*What to produce*: Reproduce the entries below, swapping every occurrence of "photo" for "image" and leaving everything else unchanged. Omit the pictures from your answer.

*Material to process*:

══════

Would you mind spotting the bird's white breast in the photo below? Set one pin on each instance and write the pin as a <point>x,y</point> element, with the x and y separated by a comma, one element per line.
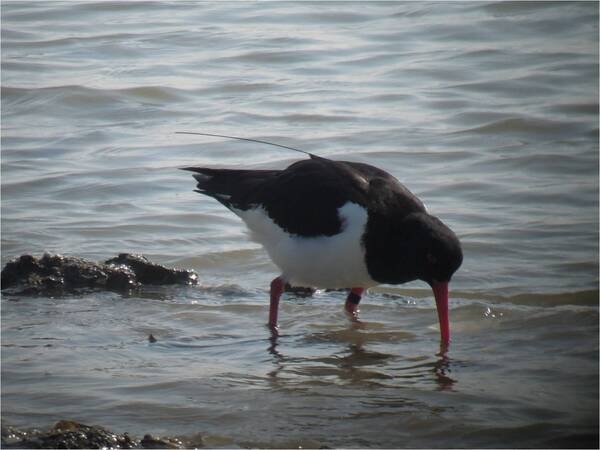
<point>325,261</point>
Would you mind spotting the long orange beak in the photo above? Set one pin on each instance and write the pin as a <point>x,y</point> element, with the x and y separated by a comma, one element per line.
<point>440,291</point>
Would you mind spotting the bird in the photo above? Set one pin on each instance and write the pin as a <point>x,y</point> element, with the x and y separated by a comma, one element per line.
<point>332,224</point>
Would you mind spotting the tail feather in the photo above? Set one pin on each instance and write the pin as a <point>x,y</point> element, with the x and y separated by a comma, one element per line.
<point>234,188</point>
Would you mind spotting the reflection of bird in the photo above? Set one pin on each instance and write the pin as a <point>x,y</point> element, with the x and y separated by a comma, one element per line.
<point>338,224</point>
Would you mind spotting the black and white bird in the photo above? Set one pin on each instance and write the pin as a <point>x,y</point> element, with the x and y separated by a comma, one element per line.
<point>338,224</point>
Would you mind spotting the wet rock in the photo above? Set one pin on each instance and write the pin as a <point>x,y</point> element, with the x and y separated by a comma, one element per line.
<point>52,274</point>
<point>66,434</point>
<point>150,273</point>
<point>71,434</point>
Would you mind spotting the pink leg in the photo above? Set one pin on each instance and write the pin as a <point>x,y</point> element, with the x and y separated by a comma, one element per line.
<point>277,288</point>
<point>352,302</point>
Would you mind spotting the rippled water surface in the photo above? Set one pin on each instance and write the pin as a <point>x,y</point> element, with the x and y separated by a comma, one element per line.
<point>487,111</point>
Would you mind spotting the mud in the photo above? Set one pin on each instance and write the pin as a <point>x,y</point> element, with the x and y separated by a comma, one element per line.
<point>56,274</point>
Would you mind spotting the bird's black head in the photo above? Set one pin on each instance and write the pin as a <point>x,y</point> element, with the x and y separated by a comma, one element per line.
<point>432,247</point>
<point>416,247</point>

══════

*Worked answer*:
Would you mind spotting the bird's white breast in the image below? Set one pin on each instance and write the pin as a <point>x,y</point> element, with the x and y separated by a comma, one element per line.
<point>325,261</point>
Would you mind spotting the long orange beak in the image above? Set one pin on each instance and write the pin as a <point>x,y</point> element, with the x and y separated by a comma, one element per line.
<point>440,291</point>
Would you mind spotting the bird in the image above? Set one pin on each instance and write the pin as a <point>x,y</point> element, with the x and y separated by a comma, one element per line.
<point>332,224</point>
Would you mind spotting the tail feather in the image above? Set one pin on each instance and write the pin as a <point>x,y</point> element, with the x and y separated by a comma, one element per line.
<point>234,188</point>
Would you mind spotting the reflection of bird in the image above? Set one pin on each instance and write the pin as a <point>x,y</point> element, with the x and y separated by a comma, one element per line.
<point>338,224</point>
Would you mind spotting the black and white bird in the image above? Set one pin on each instance and write the pin as a <point>x,y</point> element, with the x and y separated by a comma, one element per line.
<point>338,224</point>
Would you mind spotting the wet rock in the image above? Set one pin on each instance and write the pin as a <point>x,y</point> element, with the x and y separated by a comma, one element per line.
<point>52,274</point>
<point>66,434</point>
<point>150,273</point>
<point>71,434</point>
Would you mind spotting the pink leg in the image above? Set one pin on each instance and write the pin as a <point>x,y</point> element, with the x and y separated by a comma, one element per line.
<point>277,288</point>
<point>352,302</point>
Would you mind spotting the rippled water surface in the image above? Set one pin on each instance and write the pin as a <point>x,y</point> element, with the x and y separated by a comma, one element per line.
<point>487,111</point>
Would you mind spotting the mud in the image above? Set one pin on each instance and write the pin as a <point>x,y</point> element, with the x and y separated by a comma, one element per line.
<point>56,274</point>
Would you mind spotting the bird's black head in the image above? Set one pin on each instance and write the pin as a <point>x,y</point> element, with the x and y separated by a comma, one element per line.
<point>432,247</point>
<point>416,247</point>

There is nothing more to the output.